__WORK TO BE COMPLETED__. In the listing below, start your output at the line with "Every instance of the display" and end it after the line with "Every instance of the green", copying every line exactly.

=======

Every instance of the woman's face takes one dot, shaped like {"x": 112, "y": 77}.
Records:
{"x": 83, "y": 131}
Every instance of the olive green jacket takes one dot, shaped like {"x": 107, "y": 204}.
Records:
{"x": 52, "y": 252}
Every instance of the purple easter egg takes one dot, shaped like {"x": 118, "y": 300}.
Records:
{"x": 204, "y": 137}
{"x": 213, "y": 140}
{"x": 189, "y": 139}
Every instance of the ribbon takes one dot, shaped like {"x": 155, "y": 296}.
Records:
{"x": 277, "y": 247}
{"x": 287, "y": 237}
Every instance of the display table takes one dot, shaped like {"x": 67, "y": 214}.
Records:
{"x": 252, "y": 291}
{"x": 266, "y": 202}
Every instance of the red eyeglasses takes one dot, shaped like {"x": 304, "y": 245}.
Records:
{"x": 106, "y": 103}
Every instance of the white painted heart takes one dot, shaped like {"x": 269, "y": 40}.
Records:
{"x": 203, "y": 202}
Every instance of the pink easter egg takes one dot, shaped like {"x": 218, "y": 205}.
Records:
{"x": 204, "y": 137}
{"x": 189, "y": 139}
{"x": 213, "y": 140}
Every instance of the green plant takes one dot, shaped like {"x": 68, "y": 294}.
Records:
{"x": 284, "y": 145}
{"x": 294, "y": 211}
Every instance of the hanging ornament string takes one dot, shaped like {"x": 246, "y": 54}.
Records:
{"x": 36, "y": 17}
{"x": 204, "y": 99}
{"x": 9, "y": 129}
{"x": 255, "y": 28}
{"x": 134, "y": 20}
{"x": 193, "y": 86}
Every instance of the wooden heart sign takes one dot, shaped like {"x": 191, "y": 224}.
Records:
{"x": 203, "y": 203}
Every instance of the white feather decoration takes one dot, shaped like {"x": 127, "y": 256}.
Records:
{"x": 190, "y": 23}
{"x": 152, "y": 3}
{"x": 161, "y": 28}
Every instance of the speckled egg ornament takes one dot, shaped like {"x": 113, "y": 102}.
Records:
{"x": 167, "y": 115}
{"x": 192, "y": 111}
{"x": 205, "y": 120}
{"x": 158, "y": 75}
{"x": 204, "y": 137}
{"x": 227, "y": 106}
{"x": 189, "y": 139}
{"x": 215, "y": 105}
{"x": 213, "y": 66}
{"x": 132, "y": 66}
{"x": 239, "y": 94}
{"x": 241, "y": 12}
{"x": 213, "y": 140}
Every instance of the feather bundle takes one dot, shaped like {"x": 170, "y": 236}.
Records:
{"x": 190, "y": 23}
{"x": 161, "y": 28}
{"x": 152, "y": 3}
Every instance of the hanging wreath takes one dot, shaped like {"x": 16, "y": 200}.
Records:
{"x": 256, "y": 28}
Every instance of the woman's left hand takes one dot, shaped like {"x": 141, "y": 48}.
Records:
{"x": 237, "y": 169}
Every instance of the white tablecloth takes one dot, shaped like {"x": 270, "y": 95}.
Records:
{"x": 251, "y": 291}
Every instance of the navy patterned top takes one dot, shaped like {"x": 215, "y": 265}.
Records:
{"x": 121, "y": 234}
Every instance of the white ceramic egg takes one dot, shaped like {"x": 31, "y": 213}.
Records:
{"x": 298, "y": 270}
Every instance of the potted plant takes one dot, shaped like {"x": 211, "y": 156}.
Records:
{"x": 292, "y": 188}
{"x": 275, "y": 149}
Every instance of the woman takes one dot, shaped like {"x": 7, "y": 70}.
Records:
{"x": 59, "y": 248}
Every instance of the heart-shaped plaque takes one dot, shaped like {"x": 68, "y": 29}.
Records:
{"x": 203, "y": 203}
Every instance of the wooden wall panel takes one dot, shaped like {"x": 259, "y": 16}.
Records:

=======

__REPLY__.
Every instance of the display table takes one dot, shaped like {"x": 67, "y": 214}.
Records:
{"x": 252, "y": 291}
{"x": 266, "y": 202}
Every instance of the red eyeglasses takes one dot, shaped like {"x": 304, "y": 245}.
Records:
{"x": 106, "y": 103}
Every instance of the white painted heart takes one dot, shaped like {"x": 269, "y": 40}.
Records:
{"x": 203, "y": 202}
Every instance of the pink easter egg takes one dot, shaped like {"x": 218, "y": 205}.
Records:
{"x": 204, "y": 137}
{"x": 189, "y": 139}
{"x": 213, "y": 140}
Every instance of the green plant takes one dot, shaped like {"x": 68, "y": 294}.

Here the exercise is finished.